=== Page text ===

Visible to Intel only — GUID: GUID-3E04CBE2-B982-409C-B9B0-509607B69F1B
Visible to Intel only — GUID: GUID-3E04CBE2-B982-409C-B9B0-509607B69F1B
Waiting for Single Messages in Flow Graph
Description
This feature adds a new try_put_and_wait interface to the receiving nodes in the Flow Graph. This function puts a message as an input into a Flow Graph and waits until all work related to that message is complete. try_put_and_wait may reduce latency compared to calling graph::wait_for_all since graph::wait_for_all waits for all work, including work that is unrelated to the input message, to complete.
node.try_put_and_wait(msg) performs node.try_put(msg) on the node and waits until the work on msg is completed. Therefore, the following conditions are true:
Any task initiated by any node in the Flow Graph that involves working with msg or any other intermediate result computed from msg is completed.
No intermediate results computed from msg remain in any buffers in the graph.

=== Data entries ===

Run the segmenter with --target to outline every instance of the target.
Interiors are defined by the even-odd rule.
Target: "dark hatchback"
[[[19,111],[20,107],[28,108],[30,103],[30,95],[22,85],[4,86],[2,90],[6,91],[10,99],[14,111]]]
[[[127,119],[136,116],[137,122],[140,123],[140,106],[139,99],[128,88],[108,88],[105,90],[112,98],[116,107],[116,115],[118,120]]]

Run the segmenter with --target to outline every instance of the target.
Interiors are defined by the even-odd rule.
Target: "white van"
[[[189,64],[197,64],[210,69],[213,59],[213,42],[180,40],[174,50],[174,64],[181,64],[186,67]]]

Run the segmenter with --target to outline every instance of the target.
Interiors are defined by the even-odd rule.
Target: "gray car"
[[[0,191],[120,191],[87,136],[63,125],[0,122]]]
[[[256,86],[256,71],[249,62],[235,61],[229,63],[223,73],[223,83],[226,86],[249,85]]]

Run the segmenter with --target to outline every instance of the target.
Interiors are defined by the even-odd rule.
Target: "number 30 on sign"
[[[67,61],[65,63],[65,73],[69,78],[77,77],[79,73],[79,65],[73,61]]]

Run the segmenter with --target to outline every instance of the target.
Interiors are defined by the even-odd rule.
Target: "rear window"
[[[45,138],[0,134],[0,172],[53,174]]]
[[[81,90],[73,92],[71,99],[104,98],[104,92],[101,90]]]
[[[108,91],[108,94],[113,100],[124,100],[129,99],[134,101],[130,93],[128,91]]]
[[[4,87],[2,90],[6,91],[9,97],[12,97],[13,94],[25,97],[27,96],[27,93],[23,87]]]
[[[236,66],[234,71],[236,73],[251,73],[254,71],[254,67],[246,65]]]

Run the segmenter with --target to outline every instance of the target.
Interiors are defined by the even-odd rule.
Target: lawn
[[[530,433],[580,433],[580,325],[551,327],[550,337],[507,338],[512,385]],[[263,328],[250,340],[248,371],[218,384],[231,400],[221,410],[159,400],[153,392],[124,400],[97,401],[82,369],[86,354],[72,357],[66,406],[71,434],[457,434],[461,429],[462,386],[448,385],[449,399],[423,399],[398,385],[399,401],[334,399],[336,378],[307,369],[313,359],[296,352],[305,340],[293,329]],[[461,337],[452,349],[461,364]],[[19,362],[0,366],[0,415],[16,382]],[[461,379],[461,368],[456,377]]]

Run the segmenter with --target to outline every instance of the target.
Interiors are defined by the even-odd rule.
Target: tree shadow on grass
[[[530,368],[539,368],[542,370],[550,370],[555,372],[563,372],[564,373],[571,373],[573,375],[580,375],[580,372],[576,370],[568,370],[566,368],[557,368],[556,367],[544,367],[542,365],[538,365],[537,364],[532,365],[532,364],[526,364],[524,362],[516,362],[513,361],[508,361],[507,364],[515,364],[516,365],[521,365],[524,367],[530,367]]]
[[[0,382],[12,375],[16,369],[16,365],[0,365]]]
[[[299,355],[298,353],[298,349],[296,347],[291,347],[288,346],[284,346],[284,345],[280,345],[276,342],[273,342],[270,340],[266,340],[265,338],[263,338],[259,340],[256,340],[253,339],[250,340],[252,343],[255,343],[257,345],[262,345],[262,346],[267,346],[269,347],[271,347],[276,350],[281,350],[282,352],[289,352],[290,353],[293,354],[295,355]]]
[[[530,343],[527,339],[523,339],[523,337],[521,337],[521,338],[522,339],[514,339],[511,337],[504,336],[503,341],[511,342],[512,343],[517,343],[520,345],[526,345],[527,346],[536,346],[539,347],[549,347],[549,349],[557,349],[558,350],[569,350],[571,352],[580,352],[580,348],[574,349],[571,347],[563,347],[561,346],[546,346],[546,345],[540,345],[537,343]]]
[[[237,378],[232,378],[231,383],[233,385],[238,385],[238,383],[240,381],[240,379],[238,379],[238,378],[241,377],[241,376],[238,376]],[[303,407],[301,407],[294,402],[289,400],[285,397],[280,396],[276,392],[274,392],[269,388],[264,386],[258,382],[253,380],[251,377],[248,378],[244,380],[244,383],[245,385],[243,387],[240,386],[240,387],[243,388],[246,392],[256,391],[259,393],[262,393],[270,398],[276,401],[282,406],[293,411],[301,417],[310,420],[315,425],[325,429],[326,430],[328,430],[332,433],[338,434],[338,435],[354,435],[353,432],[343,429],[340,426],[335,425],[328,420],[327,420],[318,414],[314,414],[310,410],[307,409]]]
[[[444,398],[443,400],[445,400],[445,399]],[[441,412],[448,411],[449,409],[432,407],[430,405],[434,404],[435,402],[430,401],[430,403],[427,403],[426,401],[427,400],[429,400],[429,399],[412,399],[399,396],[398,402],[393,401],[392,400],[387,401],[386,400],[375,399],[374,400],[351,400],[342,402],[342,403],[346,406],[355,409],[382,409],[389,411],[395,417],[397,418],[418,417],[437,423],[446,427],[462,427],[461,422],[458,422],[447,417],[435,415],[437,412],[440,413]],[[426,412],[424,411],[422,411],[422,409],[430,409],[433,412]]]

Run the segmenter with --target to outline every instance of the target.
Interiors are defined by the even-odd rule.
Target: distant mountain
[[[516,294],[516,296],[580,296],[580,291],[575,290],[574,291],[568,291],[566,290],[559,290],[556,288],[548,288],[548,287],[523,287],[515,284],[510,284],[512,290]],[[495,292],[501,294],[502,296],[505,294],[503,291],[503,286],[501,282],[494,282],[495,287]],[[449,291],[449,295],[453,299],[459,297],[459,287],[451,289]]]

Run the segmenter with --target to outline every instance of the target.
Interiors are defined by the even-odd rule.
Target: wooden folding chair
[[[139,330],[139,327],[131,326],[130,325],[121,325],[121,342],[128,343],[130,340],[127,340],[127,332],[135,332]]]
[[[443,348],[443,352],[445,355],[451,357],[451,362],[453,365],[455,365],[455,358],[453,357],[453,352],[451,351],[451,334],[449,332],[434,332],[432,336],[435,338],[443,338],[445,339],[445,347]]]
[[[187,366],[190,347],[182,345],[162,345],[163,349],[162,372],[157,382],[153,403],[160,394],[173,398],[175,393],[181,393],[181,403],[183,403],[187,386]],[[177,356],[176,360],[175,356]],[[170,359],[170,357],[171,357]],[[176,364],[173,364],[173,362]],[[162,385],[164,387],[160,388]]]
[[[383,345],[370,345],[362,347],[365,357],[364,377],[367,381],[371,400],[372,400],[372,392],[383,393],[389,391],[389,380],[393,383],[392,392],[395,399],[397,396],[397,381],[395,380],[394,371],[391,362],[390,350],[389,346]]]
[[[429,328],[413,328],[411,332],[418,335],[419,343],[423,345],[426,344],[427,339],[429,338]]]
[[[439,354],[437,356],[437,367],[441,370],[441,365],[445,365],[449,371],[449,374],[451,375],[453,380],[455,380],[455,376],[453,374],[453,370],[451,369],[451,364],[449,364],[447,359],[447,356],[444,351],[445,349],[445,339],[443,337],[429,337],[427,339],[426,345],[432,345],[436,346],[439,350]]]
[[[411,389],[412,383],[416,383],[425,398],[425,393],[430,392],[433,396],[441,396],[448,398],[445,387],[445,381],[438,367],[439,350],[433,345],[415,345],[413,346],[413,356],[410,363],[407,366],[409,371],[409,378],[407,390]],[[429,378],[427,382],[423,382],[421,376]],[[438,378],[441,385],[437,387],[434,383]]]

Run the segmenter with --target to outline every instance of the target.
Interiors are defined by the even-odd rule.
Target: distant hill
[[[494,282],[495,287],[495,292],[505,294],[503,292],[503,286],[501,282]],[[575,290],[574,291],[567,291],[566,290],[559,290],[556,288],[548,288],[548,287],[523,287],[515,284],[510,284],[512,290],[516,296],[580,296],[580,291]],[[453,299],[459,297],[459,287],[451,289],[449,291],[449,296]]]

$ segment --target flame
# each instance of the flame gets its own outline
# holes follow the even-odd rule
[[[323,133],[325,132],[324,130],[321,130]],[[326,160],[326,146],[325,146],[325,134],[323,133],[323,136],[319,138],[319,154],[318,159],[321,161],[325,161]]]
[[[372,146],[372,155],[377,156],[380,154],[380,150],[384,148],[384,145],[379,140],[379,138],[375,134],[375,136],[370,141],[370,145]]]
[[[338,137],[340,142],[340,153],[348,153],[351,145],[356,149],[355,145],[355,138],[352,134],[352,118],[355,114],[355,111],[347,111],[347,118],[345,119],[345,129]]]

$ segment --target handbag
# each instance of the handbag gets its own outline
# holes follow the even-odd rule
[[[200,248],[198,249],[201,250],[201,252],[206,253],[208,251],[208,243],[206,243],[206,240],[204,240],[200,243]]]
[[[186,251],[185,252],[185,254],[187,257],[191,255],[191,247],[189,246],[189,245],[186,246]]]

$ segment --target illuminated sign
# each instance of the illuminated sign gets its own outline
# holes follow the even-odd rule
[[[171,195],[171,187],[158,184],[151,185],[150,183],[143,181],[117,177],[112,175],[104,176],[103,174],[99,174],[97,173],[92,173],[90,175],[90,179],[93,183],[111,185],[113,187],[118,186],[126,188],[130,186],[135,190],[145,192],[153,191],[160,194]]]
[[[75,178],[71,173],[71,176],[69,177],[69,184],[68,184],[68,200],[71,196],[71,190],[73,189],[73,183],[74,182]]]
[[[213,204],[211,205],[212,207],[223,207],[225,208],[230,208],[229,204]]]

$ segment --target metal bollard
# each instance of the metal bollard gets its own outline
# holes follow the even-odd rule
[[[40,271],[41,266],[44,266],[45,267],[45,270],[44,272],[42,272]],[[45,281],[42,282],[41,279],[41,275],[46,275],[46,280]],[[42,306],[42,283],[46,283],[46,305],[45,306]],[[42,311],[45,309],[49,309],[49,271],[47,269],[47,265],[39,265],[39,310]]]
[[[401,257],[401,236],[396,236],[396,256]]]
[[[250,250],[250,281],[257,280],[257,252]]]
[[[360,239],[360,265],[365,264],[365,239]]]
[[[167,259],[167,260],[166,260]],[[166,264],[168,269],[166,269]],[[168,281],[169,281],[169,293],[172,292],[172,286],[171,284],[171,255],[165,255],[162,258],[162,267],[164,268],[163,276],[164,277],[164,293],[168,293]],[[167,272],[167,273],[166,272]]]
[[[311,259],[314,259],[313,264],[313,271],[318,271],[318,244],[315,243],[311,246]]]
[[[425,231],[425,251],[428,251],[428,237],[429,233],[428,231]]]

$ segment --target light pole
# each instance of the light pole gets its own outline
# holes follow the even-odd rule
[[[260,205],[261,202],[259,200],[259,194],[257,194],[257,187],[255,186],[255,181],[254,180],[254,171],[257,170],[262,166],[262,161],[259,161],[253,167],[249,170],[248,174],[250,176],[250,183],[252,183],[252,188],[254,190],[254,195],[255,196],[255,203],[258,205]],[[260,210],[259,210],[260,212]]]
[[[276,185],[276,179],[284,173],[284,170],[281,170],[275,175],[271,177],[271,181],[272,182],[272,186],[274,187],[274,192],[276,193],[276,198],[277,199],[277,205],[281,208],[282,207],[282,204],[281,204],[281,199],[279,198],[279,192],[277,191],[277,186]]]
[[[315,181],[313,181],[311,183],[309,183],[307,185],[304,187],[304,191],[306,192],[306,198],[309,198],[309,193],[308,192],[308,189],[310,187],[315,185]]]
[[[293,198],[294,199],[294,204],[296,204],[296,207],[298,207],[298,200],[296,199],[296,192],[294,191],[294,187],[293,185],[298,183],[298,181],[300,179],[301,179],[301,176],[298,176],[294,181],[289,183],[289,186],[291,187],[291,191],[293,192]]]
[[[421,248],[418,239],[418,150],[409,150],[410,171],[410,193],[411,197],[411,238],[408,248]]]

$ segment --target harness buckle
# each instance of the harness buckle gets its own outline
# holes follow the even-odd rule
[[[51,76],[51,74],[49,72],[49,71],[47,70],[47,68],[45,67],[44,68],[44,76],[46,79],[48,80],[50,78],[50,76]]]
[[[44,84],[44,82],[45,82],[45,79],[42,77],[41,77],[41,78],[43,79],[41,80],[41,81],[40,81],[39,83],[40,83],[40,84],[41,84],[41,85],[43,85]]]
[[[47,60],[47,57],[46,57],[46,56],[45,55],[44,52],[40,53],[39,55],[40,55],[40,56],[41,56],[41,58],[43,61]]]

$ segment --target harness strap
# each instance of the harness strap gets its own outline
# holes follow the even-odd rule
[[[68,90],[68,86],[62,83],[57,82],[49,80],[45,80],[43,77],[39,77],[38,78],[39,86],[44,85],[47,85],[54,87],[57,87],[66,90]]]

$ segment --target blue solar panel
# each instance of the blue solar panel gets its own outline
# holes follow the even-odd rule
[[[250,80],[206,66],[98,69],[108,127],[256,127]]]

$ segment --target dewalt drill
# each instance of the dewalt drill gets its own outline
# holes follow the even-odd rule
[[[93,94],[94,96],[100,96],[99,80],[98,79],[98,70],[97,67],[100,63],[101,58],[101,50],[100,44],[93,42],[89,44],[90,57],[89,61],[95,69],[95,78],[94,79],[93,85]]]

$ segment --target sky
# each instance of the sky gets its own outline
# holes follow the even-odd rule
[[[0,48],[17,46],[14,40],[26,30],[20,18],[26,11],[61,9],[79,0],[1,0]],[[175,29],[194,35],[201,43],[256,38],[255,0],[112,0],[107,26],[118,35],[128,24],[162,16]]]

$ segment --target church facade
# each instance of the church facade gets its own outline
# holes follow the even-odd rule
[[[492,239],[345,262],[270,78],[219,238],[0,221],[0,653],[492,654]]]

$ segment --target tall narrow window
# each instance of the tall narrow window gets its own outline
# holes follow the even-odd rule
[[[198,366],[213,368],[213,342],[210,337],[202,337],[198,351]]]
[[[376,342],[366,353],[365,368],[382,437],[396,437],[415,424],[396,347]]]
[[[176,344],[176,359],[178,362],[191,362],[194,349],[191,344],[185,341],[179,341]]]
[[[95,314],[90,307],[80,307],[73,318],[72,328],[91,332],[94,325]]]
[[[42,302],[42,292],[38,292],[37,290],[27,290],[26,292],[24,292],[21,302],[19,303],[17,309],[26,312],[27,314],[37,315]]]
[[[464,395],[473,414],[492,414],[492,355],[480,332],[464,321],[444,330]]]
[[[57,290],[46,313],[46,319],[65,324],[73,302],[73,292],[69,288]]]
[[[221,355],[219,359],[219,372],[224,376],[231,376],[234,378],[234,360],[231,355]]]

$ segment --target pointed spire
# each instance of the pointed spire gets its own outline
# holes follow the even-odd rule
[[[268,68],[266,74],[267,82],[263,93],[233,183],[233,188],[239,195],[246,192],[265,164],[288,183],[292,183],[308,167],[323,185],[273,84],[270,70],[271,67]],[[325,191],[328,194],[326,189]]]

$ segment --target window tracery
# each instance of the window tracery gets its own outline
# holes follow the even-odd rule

===

Written request A: In the Flow Graph text, how would the passage read from "node.try_put_and_wait(msg) performs node.try_put(msg)" up to and including "in the graph." if you changed "buffers" to "queues"?
Written request B: Can you repeat the entries from the line with "--target metal bollard" up to and including the line with "[[[401,257],[401,236],[396,236],[396,256]]]"?

Reply A:
node.try_put_and_wait(msg) performs node.try_put(msg) on the node and waits until the work on msg is completed. Therefore, the following conditions are true:
Any task initiated by any node in the Flow Graph that involves working with msg or any other intermediate result computed from msg is completed.
No intermediate results computed from msg remain in any queues in the graph.

Reply B:
$ segment --target metal bollard
# each instance of the metal bollard gets its own outline
# holes follow the even-odd rule
[[[40,271],[41,266],[44,266],[45,267],[45,270],[44,272],[42,272]],[[45,281],[42,282],[41,279],[41,275],[46,275],[46,280]],[[42,306],[42,283],[46,283],[46,305],[45,306]],[[42,311],[45,309],[49,309],[49,271],[47,269],[47,265],[39,265],[39,310]]]
[[[401,257],[401,236],[396,236],[396,256]]]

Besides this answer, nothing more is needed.